**EXERCISE TASK**.
Rewrite the lines of the material below as a numbered list, starting at the line containing "[Guideline] Examine the image above carefully. For each chair" and ending at the line containing "xmin=115 ymin=398 xmax=297 ymax=504". Leave out any blank lines.

**RECORD LIST**.
-- Start --

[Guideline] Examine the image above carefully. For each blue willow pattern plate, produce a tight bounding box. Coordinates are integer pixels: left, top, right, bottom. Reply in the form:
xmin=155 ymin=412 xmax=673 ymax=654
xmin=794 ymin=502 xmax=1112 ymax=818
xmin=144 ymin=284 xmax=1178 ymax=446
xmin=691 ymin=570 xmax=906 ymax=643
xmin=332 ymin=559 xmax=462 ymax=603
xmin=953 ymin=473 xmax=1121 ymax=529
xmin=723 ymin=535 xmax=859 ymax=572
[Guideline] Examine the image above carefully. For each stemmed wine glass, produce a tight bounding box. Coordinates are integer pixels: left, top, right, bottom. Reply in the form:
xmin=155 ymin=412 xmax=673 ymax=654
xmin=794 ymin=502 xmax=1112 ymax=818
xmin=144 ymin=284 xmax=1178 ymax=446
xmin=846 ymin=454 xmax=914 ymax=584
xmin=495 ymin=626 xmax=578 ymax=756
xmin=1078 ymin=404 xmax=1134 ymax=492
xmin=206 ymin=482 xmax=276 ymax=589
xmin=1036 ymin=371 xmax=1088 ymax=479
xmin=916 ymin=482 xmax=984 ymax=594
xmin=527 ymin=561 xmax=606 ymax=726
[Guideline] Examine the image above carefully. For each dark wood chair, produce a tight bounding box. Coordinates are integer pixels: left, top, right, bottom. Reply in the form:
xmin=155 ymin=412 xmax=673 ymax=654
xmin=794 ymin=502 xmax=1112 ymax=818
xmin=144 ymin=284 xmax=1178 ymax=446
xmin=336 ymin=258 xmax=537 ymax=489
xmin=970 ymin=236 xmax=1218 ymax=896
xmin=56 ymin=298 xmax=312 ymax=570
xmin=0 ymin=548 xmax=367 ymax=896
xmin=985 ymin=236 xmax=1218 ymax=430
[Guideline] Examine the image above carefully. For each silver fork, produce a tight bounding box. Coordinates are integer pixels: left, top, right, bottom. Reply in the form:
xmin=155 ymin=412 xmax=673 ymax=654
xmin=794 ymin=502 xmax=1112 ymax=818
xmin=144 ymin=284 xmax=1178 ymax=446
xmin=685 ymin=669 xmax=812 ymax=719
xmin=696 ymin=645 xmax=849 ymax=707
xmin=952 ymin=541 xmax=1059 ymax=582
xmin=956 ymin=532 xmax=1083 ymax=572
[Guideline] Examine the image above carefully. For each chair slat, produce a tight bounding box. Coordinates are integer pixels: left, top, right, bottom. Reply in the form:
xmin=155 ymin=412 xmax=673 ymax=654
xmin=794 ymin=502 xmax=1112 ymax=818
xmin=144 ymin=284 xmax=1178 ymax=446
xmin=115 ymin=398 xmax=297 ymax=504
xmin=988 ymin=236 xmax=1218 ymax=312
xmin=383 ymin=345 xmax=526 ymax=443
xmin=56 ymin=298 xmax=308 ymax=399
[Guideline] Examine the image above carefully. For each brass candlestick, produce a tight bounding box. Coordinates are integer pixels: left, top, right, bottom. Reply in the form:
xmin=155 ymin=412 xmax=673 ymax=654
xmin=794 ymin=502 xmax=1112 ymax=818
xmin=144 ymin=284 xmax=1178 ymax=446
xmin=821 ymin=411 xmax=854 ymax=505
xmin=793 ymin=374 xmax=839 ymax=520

-- End --

**SOLUTION FOR THIS TASK**.
1. [Guideline] Examine the image above carefully. For each chair slat, produce a tight bounding box. Coordinates are integer pixels: left, top, right, bottom. Reply in the form:
2. xmin=155 ymin=412 xmax=673 ymax=654
3. xmin=794 ymin=502 xmax=1112 ymax=818
4. xmin=144 ymin=284 xmax=1178 ymax=446
5. xmin=115 ymin=398 xmax=297 ymax=504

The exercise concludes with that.